BAB II
KERJA SAMA SEKOLAH DENGAN
MASYARAKAT
A. Dasar dan Tujuan Kerja Sama Sekolah
dengan Masyarakat
1.
Dasar
Kerja Sama Sekolah dengan Masyarakat
Jika dilihat dari sisi maknanya,
hubungan sekolah dan masyarakat memiliki pengertian yang sangat luas sehingga
masing – masing ahli memilki persepsi yang berbeda – beda, hal ini tentu
disebabkan oleh sudut pandang yang berbeda – beda, seperti diungkapkan bahwa
“hubungan masyarakat dengan sekolah merupakan komunikasi dua arah antara
organisasi dengan publik secara timbal balik baik dalam rangka mendukung fungsi
dan tujuan manajemen dengan meningkatkan pembinaan kerjasama serta pemenuhan
kepentingan bersama” (international public relation association).
Secara lebih umum dikatakan bahwa
hubungan sekolah dan masyarakat diartikan sebagai suatu proses komunikasi
dengan tujuan meningkatkan pengertian warga masyarakat tentang kebutuhan dan
praktek pendidikan serta berupaya dalam memperbaiki sekolah (Soetopo dan
Soemanto; 1992: 236).

§ Data yang Disediakan:
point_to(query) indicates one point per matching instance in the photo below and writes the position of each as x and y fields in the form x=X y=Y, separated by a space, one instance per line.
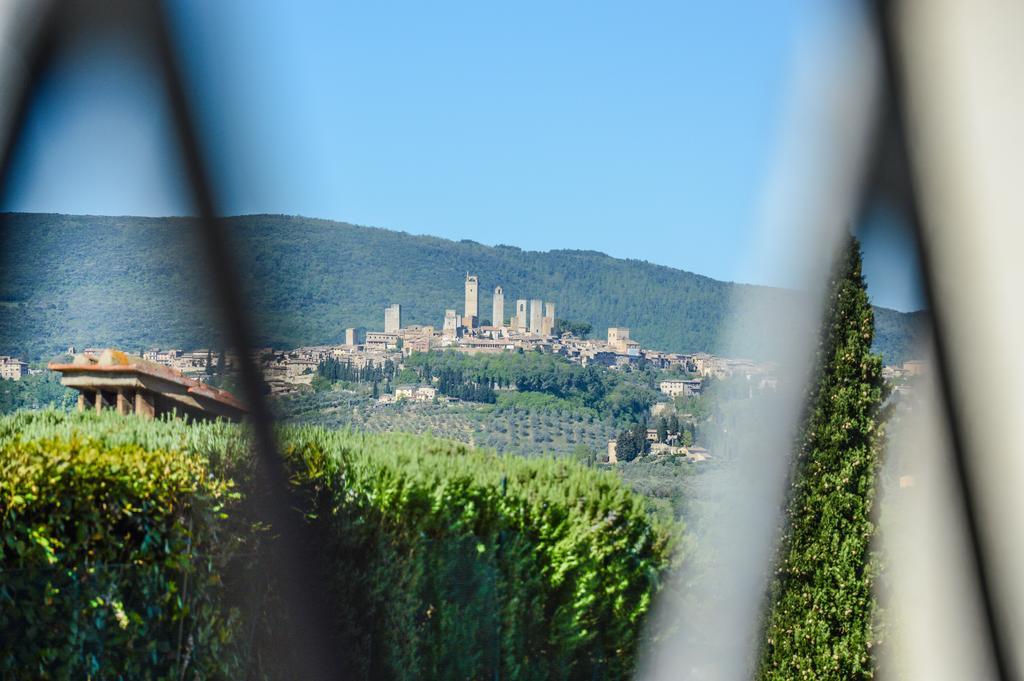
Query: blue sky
x=641 y=130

§ Tugas yang Dikerjakan:
[1] Tuliskan ulang tanpa perubahan bagian dokumen antara "Secara lebih umum" dan "Soemanto; 1992: 236).", dengan kedua batas itu ikut disertakan.
[2] Menurut Soetopo dan Soemanto dalam dokumen, apa tujuan proses komunikasi dalam hubungan sekolah dan masyarakat?
Daftar di atas merupakan bahan tersendiri yang terpisah dari dokumen.

§ Hasil Pengerjaan Tugas:
[1]
Secara lebih umum dikatakan bahwa
hubungan sekolah dan masyarakat diartikan sebagai suatu proses komunikasi
dengan tujuan meningkatkan pengertian warga masyarakat tentang kebutuhan dan
praktek pendidikan serta berupaya dalam memperbaiki sekolah (Soetopo dan
Soemanto; 1992: 236).

[2] Tujuannya adalah meningkatkan pengertian warga masyarakat tentang kebutuhan dan praktek pendidikan serta berupaya memperbaiki sekolah.